**Stored dataset items**

----

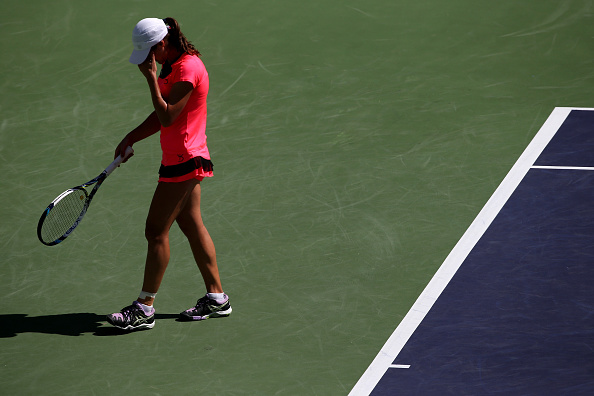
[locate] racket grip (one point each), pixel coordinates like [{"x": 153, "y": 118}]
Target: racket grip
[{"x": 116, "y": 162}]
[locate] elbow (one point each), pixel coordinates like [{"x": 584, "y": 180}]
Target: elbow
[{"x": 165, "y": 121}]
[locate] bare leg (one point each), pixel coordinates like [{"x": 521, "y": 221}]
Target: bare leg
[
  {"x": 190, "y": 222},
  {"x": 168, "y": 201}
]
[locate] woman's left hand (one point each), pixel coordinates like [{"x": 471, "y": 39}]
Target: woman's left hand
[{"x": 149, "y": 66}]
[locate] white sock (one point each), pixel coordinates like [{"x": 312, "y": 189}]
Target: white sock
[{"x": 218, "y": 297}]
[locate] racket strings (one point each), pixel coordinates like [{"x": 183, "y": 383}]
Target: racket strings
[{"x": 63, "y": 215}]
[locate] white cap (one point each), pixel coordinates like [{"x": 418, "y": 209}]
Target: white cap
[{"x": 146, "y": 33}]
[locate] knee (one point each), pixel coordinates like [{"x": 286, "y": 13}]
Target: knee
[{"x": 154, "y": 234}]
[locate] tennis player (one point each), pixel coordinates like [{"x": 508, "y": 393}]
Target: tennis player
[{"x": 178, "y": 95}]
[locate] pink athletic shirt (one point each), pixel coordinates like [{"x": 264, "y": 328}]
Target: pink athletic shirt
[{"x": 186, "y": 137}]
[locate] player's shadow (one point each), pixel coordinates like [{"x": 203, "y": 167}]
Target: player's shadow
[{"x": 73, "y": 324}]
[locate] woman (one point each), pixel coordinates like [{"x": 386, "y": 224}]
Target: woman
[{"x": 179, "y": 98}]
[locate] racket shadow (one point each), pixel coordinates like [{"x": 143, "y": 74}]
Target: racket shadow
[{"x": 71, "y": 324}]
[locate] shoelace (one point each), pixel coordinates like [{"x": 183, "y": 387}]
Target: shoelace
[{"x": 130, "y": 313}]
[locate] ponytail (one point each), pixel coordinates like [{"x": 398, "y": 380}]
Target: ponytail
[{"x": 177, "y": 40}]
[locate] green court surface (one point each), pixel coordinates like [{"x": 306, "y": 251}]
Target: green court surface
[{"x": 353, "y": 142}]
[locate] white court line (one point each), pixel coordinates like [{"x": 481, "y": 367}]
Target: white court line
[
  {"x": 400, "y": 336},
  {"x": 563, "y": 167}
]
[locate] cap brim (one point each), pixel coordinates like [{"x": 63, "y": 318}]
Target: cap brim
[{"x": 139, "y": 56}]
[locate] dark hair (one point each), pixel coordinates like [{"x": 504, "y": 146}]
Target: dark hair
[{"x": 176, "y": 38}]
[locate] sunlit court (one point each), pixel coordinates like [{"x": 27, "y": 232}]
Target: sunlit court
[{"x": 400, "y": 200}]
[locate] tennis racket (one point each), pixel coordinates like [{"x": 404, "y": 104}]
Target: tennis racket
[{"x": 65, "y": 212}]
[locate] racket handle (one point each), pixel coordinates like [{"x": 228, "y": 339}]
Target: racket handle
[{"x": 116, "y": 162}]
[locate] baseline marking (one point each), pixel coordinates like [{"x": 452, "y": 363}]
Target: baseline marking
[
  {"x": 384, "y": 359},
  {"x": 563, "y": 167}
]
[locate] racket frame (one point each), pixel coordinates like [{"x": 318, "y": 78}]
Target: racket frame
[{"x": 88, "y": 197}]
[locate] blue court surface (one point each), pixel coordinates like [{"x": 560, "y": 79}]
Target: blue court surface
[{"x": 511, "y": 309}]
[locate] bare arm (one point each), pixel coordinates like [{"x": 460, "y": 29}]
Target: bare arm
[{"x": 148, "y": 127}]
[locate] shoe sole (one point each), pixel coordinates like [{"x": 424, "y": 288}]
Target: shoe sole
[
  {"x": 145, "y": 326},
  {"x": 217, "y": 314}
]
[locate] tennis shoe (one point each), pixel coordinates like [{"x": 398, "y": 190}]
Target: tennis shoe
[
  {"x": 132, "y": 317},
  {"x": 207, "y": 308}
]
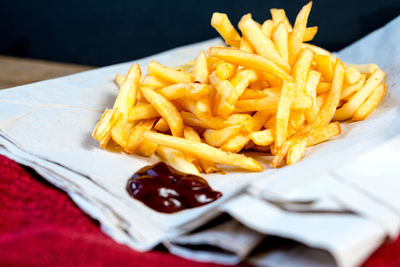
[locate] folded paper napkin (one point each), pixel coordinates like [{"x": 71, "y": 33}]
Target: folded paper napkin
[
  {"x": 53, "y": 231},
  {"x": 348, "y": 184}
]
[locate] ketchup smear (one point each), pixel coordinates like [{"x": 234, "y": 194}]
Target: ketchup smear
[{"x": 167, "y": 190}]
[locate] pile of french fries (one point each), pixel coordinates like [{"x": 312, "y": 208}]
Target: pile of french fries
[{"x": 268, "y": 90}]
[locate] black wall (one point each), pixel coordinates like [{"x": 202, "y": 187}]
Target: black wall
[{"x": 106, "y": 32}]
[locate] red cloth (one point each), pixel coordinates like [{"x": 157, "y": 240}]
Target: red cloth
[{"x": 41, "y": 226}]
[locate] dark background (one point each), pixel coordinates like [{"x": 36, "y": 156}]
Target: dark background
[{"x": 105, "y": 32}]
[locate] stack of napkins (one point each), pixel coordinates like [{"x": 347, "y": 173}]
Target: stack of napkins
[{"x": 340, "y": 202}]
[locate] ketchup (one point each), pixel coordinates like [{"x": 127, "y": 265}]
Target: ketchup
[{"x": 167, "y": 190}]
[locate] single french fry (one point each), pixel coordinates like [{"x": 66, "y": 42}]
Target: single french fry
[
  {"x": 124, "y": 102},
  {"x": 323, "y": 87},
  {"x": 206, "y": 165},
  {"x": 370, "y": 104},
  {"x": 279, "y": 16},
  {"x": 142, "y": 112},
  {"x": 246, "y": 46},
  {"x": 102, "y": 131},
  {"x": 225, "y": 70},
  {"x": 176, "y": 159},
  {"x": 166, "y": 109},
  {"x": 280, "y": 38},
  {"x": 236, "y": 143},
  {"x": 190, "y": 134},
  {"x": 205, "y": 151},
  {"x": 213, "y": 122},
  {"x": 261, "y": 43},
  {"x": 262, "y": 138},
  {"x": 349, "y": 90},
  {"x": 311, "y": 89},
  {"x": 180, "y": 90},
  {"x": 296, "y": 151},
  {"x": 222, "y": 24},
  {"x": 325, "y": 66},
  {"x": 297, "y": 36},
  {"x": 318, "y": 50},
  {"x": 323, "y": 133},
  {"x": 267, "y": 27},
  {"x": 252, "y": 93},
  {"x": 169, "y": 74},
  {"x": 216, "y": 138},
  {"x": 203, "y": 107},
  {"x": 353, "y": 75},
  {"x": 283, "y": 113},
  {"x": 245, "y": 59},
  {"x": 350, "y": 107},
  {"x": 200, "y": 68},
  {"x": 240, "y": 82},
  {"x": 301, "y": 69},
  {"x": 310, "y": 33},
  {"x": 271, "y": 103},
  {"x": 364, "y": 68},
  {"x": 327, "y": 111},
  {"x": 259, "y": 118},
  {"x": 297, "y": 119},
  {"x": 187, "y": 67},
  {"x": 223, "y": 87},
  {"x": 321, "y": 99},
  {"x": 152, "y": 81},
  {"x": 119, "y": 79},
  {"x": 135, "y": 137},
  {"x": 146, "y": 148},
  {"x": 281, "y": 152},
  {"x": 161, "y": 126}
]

----

**Task**
Copy every record above exactly, leaving out any pictures.

**Written response**
[locate] racket grip (one point each), pixel coordinates like [{"x": 153, "y": 118}]
Target: racket grip
[{"x": 116, "y": 162}]
[locate] elbow (one point each), pixel coordinates like [{"x": 584, "y": 180}]
Target: elbow
[{"x": 165, "y": 121}]
[locate] bare leg (one point each), pixel coordinates like [{"x": 521, "y": 221}]
Target: bare leg
[
  {"x": 190, "y": 222},
  {"x": 168, "y": 201}
]
[locate] woman's left hand (one point each), pixel coordinates like [{"x": 471, "y": 39}]
Target: woman's left hand
[{"x": 149, "y": 66}]
[locate] white sock (one point each), pixel coordinates like [{"x": 312, "y": 189}]
Target: white sock
[{"x": 218, "y": 297}]
[locate] racket strings (one point each), pixel coordinates like [{"x": 183, "y": 383}]
Target: racket strings
[{"x": 63, "y": 215}]
[locate] white cap (one point each), pixel coordinates like [{"x": 418, "y": 209}]
Target: white cap
[{"x": 146, "y": 33}]
[locate] knee (one point each), pixel coordinates like [{"x": 286, "y": 13}]
Target: knee
[{"x": 154, "y": 234}]
[locate] tennis player (one point each), pixel coordinates like [{"x": 508, "y": 393}]
Target: tennis player
[{"x": 178, "y": 95}]
[locate] pink athletic shirt (one point each), pixel coordinates like [{"x": 264, "y": 328}]
Target: pink athletic shirt
[{"x": 186, "y": 137}]
[locate] player's shadow (one point each), pixel coordinates like [{"x": 203, "y": 167}]
Target: player's shadow
[{"x": 73, "y": 324}]
[locate] woman (one point each), pixel coordinates like [{"x": 386, "y": 224}]
Target: woman
[{"x": 179, "y": 98}]
[locate] racket shadow (one point each), pixel coordinates like [{"x": 143, "y": 74}]
Target: racket shadow
[{"x": 71, "y": 324}]
[locate] shoelace (one point each), pixel coordinates like [{"x": 183, "y": 387}]
Target: shoelace
[{"x": 130, "y": 313}]
[locate] ponytail (one point each), pixel coordinates like [{"x": 398, "y": 380}]
Target: ponytail
[{"x": 177, "y": 40}]
[locate] green court surface (one point each), pixel coordinates like [{"x": 306, "y": 251}]
Target: green court surface
[{"x": 353, "y": 142}]
[locate] white court line (one point each), pixel coordinates like [{"x": 481, "y": 367}]
Target: white court line
[
  {"x": 400, "y": 336},
  {"x": 563, "y": 167}
]
[locate] cap brim (one point each), pixel coordinates like [{"x": 63, "y": 318}]
Target: cap brim
[{"x": 139, "y": 56}]
[locate] dark hair (one point each), pixel coordinates like [{"x": 504, "y": 146}]
Target: dark hair
[{"x": 176, "y": 38}]
[locate] sunlit court (one point each), pixel coordinates like [{"x": 27, "y": 232}]
Target: sunlit court
[{"x": 400, "y": 200}]
[locate] tennis racket (one point each), pixel coordinates like [{"x": 404, "y": 104}]
Target: tennis racket
[{"x": 65, "y": 212}]
[locate] racket handle (one point each), pixel coordinates like [{"x": 228, "y": 339}]
Target: racket handle
[{"x": 116, "y": 162}]
[locate] baseline marking (one point each), pixel coordinates like [{"x": 452, "y": 363}]
Target: baseline marking
[
  {"x": 384, "y": 359},
  {"x": 563, "y": 167}
]
[locate] racket frame (one point each), pixel coordinates like [{"x": 318, "y": 78}]
Target: racket frame
[{"x": 88, "y": 197}]
[locate] blue court surface (one point each), pixel coordinates like [{"x": 560, "y": 79}]
Target: blue court surface
[{"x": 511, "y": 309}]
[locate] bare arm (one point each), pixel coordinates like [{"x": 460, "y": 29}]
Target: bare arm
[{"x": 148, "y": 127}]
[locate] shoe sole (one point each), pixel coordinates like [{"x": 424, "y": 288}]
Target: shoe sole
[
  {"x": 145, "y": 326},
  {"x": 217, "y": 314}
]
[locate] tennis shoe (one point each), pixel coordinates like [{"x": 398, "y": 190}]
Target: tennis shoe
[
  {"x": 132, "y": 317},
  {"x": 207, "y": 308}
]
[locate] folded paper napkin (one point each), pixel coordinates like [{"x": 71, "y": 33}]
Target: folded paper napkin
[
  {"x": 53, "y": 231},
  {"x": 348, "y": 184}
]
[locate] ketchup smear (one point each), pixel coordinates like [{"x": 234, "y": 194}]
Target: ketchup smear
[{"x": 167, "y": 190}]
[locate] pile of french fries (one point each), pixel coordinates like [{"x": 312, "y": 208}]
Target: pile of french fries
[{"x": 268, "y": 90}]
[locate] black wall (one point each), pixel coordinates like [{"x": 202, "y": 187}]
Target: black wall
[{"x": 106, "y": 32}]
[locate] red cloth (one point each), pixel coordinates like [{"x": 157, "y": 240}]
Target: red cloth
[{"x": 41, "y": 226}]
[locate] dark background (one point each), pixel coordinates like [{"x": 36, "y": 156}]
Target: dark background
[{"x": 105, "y": 32}]
[locate] stack of napkins (one point each), pixel coordinates like [{"x": 347, "y": 173}]
Target: stack of napkins
[{"x": 340, "y": 202}]
[locate] ketchup (one point each), pixel coordinates like [{"x": 127, "y": 265}]
Target: ketchup
[{"x": 167, "y": 190}]
[locate] single french fry (one point each), pixel coordinates like [{"x": 66, "y": 42}]
Target: single french fry
[
  {"x": 124, "y": 102},
  {"x": 323, "y": 87},
  {"x": 206, "y": 165},
  {"x": 370, "y": 104},
  {"x": 279, "y": 16},
  {"x": 142, "y": 112},
  {"x": 246, "y": 46},
  {"x": 102, "y": 131},
  {"x": 225, "y": 70},
  {"x": 176, "y": 159},
  {"x": 166, "y": 109},
  {"x": 280, "y": 38},
  {"x": 236, "y": 143},
  {"x": 190, "y": 134},
  {"x": 205, "y": 151},
  {"x": 213, "y": 122},
  {"x": 261, "y": 43},
  {"x": 262, "y": 138},
  {"x": 349, "y": 90},
  {"x": 311, "y": 89},
  {"x": 180, "y": 90},
  {"x": 296, "y": 151},
  {"x": 222, "y": 24},
  {"x": 325, "y": 66},
  {"x": 297, "y": 36},
  {"x": 318, "y": 50},
  {"x": 323, "y": 133},
  {"x": 267, "y": 27},
  {"x": 252, "y": 93},
  {"x": 169, "y": 74},
  {"x": 216, "y": 138},
  {"x": 203, "y": 107},
  {"x": 353, "y": 75},
  {"x": 283, "y": 113},
  {"x": 245, "y": 59},
  {"x": 350, "y": 107},
  {"x": 200, "y": 68},
  {"x": 240, "y": 82},
  {"x": 301, "y": 69},
  {"x": 310, "y": 33},
  {"x": 271, "y": 103},
  {"x": 364, "y": 68},
  {"x": 327, "y": 111},
  {"x": 259, "y": 118},
  {"x": 297, "y": 119},
  {"x": 187, "y": 67},
  {"x": 223, "y": 87},
  {"x": 321, "y": 99},
  {"x": 152, "y": 81},
  {"x": 119, "y": 79},
  {"x": 135, "y": 137},
  {"x": 146, "y": 148},
  {"x": 281, "y": 152},
  {"x": 161, "y": 126}
]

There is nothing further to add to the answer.